[Point-per-instance localization data]
Start of Block

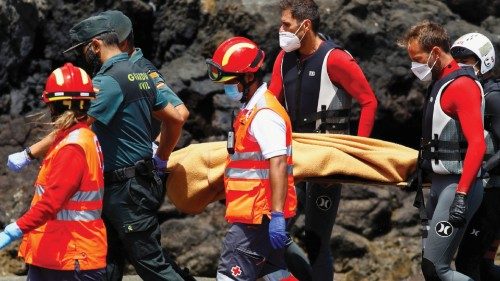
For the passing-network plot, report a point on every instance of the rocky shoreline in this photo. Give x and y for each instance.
(377, 234)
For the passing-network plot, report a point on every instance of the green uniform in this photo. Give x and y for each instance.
(133, 191)
(138, 59)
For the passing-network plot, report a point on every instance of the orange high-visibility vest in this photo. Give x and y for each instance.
(246, 178)
(76, 236)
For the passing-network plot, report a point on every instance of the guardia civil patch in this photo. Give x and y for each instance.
(153, 74)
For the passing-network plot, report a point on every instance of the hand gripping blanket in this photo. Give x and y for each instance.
(196, 171)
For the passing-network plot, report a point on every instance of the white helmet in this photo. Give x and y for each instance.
(475, 44)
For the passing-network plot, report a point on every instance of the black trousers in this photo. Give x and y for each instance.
(36, 273)
(129, 212)
(480, 234)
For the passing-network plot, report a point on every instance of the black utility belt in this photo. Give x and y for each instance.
(143, 167)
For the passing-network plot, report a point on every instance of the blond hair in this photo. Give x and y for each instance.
(428, 34)
(67, 119)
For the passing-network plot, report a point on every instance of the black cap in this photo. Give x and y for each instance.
(119, 22)
(87, 29)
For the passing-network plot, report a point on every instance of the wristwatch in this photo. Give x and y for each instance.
(30, 155)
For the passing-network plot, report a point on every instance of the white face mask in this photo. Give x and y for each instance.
(476, 71)
(422, 70)
(289, 41)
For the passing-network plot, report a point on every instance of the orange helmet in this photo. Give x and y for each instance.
(68, 83)
(234, 57)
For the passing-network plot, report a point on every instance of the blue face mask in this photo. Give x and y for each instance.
(231, 90)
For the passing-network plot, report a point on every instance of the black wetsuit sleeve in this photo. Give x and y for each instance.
(492, 111)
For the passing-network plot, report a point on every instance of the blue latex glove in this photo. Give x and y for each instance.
(277, 231)
(11, 233)
(155, 147)
(17, 161)
(160, 165)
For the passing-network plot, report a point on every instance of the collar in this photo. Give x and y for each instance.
(109, 63)
(136, 55)
(452, 66)
(61, 134)
(256, 96)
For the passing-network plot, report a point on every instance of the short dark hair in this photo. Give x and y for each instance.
(303, 10)
(109, 38)
(428, 34)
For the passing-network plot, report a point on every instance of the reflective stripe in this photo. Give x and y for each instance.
(256, 156)
(94, 195)
(79, 196)
(222, 277)
(70, 215)
(262, 174)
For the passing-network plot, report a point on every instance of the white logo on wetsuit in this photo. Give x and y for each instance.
(475, 232)
(324, 203)
(444, 229)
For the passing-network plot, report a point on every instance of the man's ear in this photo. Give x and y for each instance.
(249, 77)
(96, 45)
(307, 25)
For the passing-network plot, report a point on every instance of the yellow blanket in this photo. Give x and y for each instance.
(196, 172)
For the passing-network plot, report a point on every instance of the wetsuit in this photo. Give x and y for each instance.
(485, 224)
(452, 125)
(327, 80)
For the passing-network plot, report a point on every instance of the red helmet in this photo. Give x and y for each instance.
(234, 57)
(68, 83)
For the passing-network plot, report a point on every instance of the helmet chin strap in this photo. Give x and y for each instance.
(246, 87)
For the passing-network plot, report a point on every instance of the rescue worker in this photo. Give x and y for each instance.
(123, 27)
(64, 237)
(121, 118)
(452, 124)
(316, 80)
(476, 50)
(258, 178)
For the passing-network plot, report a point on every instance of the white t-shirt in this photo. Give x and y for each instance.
(268, 129)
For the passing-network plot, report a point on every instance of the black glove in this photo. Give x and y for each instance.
(412, 181)
(457, 210)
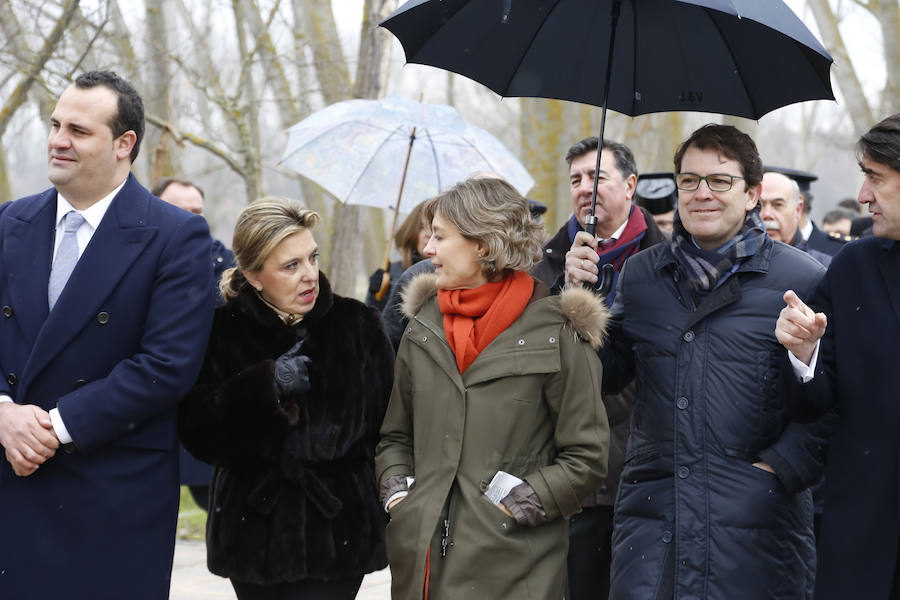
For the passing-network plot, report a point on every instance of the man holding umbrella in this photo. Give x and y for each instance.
(851, 350)
(714, 499)
(625, 229)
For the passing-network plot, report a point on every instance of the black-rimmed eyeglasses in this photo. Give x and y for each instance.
(718, 182)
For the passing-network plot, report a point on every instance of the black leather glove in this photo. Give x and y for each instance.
(292, 371)
(375, 281)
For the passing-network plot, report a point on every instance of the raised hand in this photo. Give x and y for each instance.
(292, 372)
(799, 328)
(27, 436)
(581, 260)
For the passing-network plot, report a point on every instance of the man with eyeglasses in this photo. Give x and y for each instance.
(713, 500)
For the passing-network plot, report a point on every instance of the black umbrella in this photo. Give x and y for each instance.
(736, 57)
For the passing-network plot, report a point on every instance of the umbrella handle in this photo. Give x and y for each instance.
(386, 278)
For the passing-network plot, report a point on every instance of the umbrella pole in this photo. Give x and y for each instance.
(386, 278)
(590, 222)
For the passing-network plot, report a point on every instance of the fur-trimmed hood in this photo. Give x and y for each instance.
(584, 312)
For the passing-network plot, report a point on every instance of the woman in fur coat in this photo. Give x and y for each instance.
(494, 381)
(287, 407)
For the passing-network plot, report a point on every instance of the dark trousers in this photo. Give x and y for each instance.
(308, 589)
(590, 554)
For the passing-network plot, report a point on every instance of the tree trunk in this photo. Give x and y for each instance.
(158, 145)
(374, 54)
(855, 102)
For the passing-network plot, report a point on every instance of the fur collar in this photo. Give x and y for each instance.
(585, 312)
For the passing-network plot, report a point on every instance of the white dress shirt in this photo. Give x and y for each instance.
(92, 217)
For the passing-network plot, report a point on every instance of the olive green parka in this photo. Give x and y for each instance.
(529, 405)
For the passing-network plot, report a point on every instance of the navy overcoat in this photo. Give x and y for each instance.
(120, 349)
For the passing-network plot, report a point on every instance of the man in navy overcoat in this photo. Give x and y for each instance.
(851, 351)
(95, 359)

End of Block

What you should do: Output each line above exactly as it stands, omitting the pictures.

Output below:
For the passing-network plot, report a point on every instance of the rocky shoreline in this photo. Give x and y for each instance.
(377, 234)
For the passing-network plot, report a point on every instance of the green uniform in this photo. Give x and y for each instance.
(133, 191)
(138, 59)
For the passing-network plot, report a point on every instance of the orange high-visibility vest in this photo. Give x and y for each instance.
(246, 178)
(76, 236)
For the passing-network plot, report a point on every instance of the guardia civil patch in this photo. Give x and y for each instance.
(153, 74)
For the passing-network plot, report a point on every instance of the hand gripping blanket in this photo. Give x and y for each instance.
(196, 171)
For the passing-network plot, report a point on every instance of the white helmet in this photo. Give x and y for each instance.
(475, 44)
For the passing-network plot, report a point on every instance of the black trousers in this photo. Give x and y for each instance.
(36, 273)
(129, 212)
(480, 234)
For the passing-network plot, report a point on every instance of the black utility belt in this photo. Give x and y for each instance.
(143, 167)
For the passing-network plot, report a point on every instance of the blond hair in this photo. Give x and y for each instance.
(428, 34)
(67, 119)
For the passing-network plot, report a point on every instance of the black cap in this photo. Give x and y for each instance.
(119, 22)
(87, 29)
For the passing-network plot, report a point on every instance of the wristwatch in this photo. Give x and y for each instance.
(30, 155)
For the passing-network plot, report a point on every instance of the white face mask in this photo. Give x and y for each instance.
(476, 71)
(422, 70)
(289, 41)
For the passing-network plot, report a point on every instance of the orange helmet in this photo. Give x and y for each instance.
(68, 83)
(234, 57)
For the passing-network plot, report a point on every instance of the blue face mask in this photo. Give x and y for each instance.
(231, 90)
For the passing-network plot, report a point on every instance of the black wetsuit sleeve in this photo. Give x and y for each instance.
(492, 111)
For the passing-network plot, report a point on every instance of the blue latex glove in this photo. Give x and y for each instance.
(277, 231)
(11, 233)
(155, 147)
(17, 161)
(160, 165)
For the passing-network plot, report a point on every instance of the collar in this photo. Give x and y for each instance.
(109, 63)
(136, 55)
(452, 66)
(61, 134)
(256, 96)
For the passing-network plot, report a point on every instance of the short dark hair in this photo. Give x and y for each instance.
(303, 10)
(109, 38)
(428, 34)
For the passing-network plot, report a point on every instance of the reflective stripe in this photo. Give x and y for each instance.
(256, 156)
(94, 195)
(79, 196)
(222, 277)
(70, 215)
(262, 174)
For the passing-network plot, report a point on every instance of the white logo on wetsuit in this photo. Give x and y for each instance.
(475, 232)
(324, 203)
(444, 229)
For the passing-network plot, report a point on every instance of the man's ear in this photo. Give x and y for each instance.
(249, 77)
(96, 45)
(307, 25)
For the passing-network plot, report a point on every instance of the yellow blanket in this photo. Give x and y for each instance.
(196, 172)
For the passing-network plot, report a point on every instance of the wetsuit in this photo. Give x and y for each instance.
(485, 224)
(452, 125)
(327, 80)
For the passing-network plot, report a point on every instance of the red helmet in this photo. Give x and y for each instance.
(234, 57)
(68, 83)
For the passing-network plot, report a point on every instance of the helmet chin strap in this photo. Give x and y for each instance.
(246, 87)
For the passing-network plot, report a point on every instance of the rescue worker in this photo. Give x and y for each instance.
(123, 27)
(64, 237)
(121, 118)
(452, 124)
(316, 80)
(476, 50)
(258, 178)
For the passing-network plot, report a point on every instance of the white t-shirt in this photo. Give x and y for each instance.
(268, 129)
For the passing-network plot, report a point on every instance of the black glove in this photo. Give x and y for each instance.
(412, 181)
(457, 210)
For the passing-network plot, report a point on every instance of the man holding umbrella in this photo. Give x and y for each instance.
(851, 350)
(714, 499)
(625, 229)
For the passing-network plot, report a point on every instance of the black-rimmed eyeglasses in this photo. Give x and y for each instance.
(718, 182)
For the passing-network plot, report a point on every instance of the black leather glove in this photo. Give x and y for each instance.
(292, 371)
(375, 281)
For the passing-network plot, report a point on every instance of the raised hand in this photo. Give x and y for each instance.
(292, 372)
(799, 328)
(27, 436)
(581, 260)
For the passing-network plot, report a point on every instance of the man with eyeglasses in this photo. Give x and y for each instance.
(713, 500)
For the passing-network plot, report a point on every instance of the black umbrella in this photo. Give x and y for each instance.
(736, 57)
For the passing-network plot, report a point on every instance of the umbrella handle in this photo. Give x and y for each instance.
(386, 278)
For the passing-network plot, report a point on every instance of the umbrella pole in this photo. Give x and y for each instance.
(386, 278)
(590, 222)
For the passing-network plot, report a point on every instance of the fur-trimmed hood in this photo. Give x and y for each instance.
(584, 312)
For the passing-network plot, report a point on every instance of the woman in fur coat in this photo. Give x and y for each instance.
(494, 381)
(287, 407)
For the passing-network plot, report a point on every instance of the dark trousers in this photo. Give x and y for each instance.
(308, 589)
(590, 554)
For the passing-network plot, report a point on every instance of the tree trunk in this photo. Give x and y for each instance.
(158, 145)
(374, 54)
(855, 102)
For the passing-network plot, report a point on every instance of the fur collar in this photo. Give x and y for each instance.
(585, 312)
For the passing-network plot, report a point on every instance of the white dress shirt in this photo. Give x and y for each instance.
(92, 217)
For the passing-network plot, report a point on every instance of the olive green parka in this photo. Give x and y for each instance.
(529, 405)
For the passing-network plot, report a point on every instance of the navy overcoat in this photo. Give x and y for each instance.
(120, 349)
For the passing-network plot, report a point on every instance of the man in navy overcoat in this photo. Give x and y for each instance.
(851, 351)
(95, 359)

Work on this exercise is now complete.